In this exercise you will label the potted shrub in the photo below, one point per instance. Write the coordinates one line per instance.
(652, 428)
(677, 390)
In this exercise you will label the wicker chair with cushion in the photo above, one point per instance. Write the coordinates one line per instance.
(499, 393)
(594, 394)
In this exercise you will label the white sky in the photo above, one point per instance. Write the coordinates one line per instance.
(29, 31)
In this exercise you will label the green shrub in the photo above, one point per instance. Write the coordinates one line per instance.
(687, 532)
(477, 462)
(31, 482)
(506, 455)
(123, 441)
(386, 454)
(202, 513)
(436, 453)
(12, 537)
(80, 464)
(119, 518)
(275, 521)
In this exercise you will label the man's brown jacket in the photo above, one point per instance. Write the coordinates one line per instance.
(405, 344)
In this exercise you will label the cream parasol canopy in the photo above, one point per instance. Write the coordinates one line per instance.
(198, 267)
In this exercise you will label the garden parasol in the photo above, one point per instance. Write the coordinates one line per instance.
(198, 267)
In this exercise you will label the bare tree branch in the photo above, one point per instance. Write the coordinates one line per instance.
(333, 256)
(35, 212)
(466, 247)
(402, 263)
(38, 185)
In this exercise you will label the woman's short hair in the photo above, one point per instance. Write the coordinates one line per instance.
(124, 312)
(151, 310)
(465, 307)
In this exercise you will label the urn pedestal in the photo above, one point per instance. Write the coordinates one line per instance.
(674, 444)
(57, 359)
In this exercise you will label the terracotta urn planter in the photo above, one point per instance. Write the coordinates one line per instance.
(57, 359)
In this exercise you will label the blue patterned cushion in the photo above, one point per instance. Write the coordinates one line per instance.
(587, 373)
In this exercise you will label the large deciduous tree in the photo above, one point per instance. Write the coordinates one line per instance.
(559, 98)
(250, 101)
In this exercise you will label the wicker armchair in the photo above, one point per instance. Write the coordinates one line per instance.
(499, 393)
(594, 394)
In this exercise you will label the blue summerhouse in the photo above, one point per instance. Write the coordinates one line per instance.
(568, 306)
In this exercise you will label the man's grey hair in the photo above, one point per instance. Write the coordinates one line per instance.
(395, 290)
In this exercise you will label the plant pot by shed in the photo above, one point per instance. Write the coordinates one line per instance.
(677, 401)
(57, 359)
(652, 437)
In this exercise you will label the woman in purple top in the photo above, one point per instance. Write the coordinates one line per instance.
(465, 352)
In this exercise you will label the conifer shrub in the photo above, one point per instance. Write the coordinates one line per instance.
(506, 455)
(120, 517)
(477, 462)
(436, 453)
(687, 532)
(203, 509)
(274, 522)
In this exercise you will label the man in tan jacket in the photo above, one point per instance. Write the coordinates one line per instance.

——————————

(EXERCISE DESCRIPTION) Say every entry again, exactly as it reads.

(TASK OUTPUT)
In this exercise you will label the potted shrub in the photo below, one point per instance. Write the coordinates one line per instance.
(652, 428)
(677, 390)
In this exercise you will label the wicker chair with cushion in the photo above, one point per instance. Write the coordinates one line per instance.
(499, 393)
(594, 394)
In this exercise you will label the white sky in the photo above, one point per instance. Write the coordinates one line per instance.
(29, 31)
In this exercise you will label the green shrub in the photo above, one point per instance. Write the coordinates one line per instance.
(687, 532)
(477, 462)
(31, 482)
(506, 455)
(123, 441)
(386, 454)
(202, 513)
(436, 453)
(12, 537)
(80, 464)
(119, 518)
(275, 521)
In this exercise you will label the man's brown jacket in the photo above, one point per instance. Write the coordinates one line per instance.
(405, 344)
In this exercise you will label the cream parasol canopy in the photo above, one point per instance. Write the coordinates one line per instance.
(198, 267)
In this exercise you will label the garden parasol in the photo above, one point per instance. Write the coordinates one line per instance.
(198, 267)
In this exercise you will label the bare tree branch in the photo above, one point per instance. Write the coordinates one line per instance.
(333, 256)
(35, 212)
(466, 247)
(402, 263)
(38, 185)
In this exercise you will label the woman's short hair in the photo above, one point per instance. Write the coordinates one line per instance.
(124, 312)
(151, 310)
(465, 307)
In this exercise you will label the urn pedestal in the photo above, one point per instance. Write the coordinates one line per instance.
(674, 444)
(57, 359)
In this exercise you will label the terracotta urn planter in the photo above, one point per instance. Write the coordinates one line per instance.
(57, 359)
In this exercise you will label the blue patterned cushion in the photo above, one point per instance. Write the coordinates one line per instance.
(587, 373)
In this exercise you will label the large deciduous tree in the photo above, one point per instance. Write the coordinates one line per instance.
(559, 98)
(250, 101)
In this exercise you will label the wicker armchair in the photo above, one point per instance. Write the coordinates one line per instance.
(499, 393)
(594, 394)
In this exercise you will label the blue summerhouse in the photo above, one point per instance. Write the coordinates one line per instance.
(568, 306)
In this exercise you will label the man's grey hair in the photo above, one point per instance. Write the coordinates one line per instance.
(395, 290)
In this exercise you will label the plant pot by shed in the photo above, one point per instance. Write the coordinates one line per instance.
(677, 401)
(57, 359)
(652, 437)
In this exercise you will label the woman in purple top in the photo above, one point per instance. Write the coordinates one line per instance.
(465, 352)
In this exercise you will label the conifer shrub in the photo above, one point per instance. Write the coordinates one line per instance.
(506, 455)
(120, 517)
(477, 462)
(436, 453)
(687, 532)
(203, 509)
(274, 522)
In this exercise you will label the man in tan jacket in the photo above, one point per instance. Write the coordinates one line per instance.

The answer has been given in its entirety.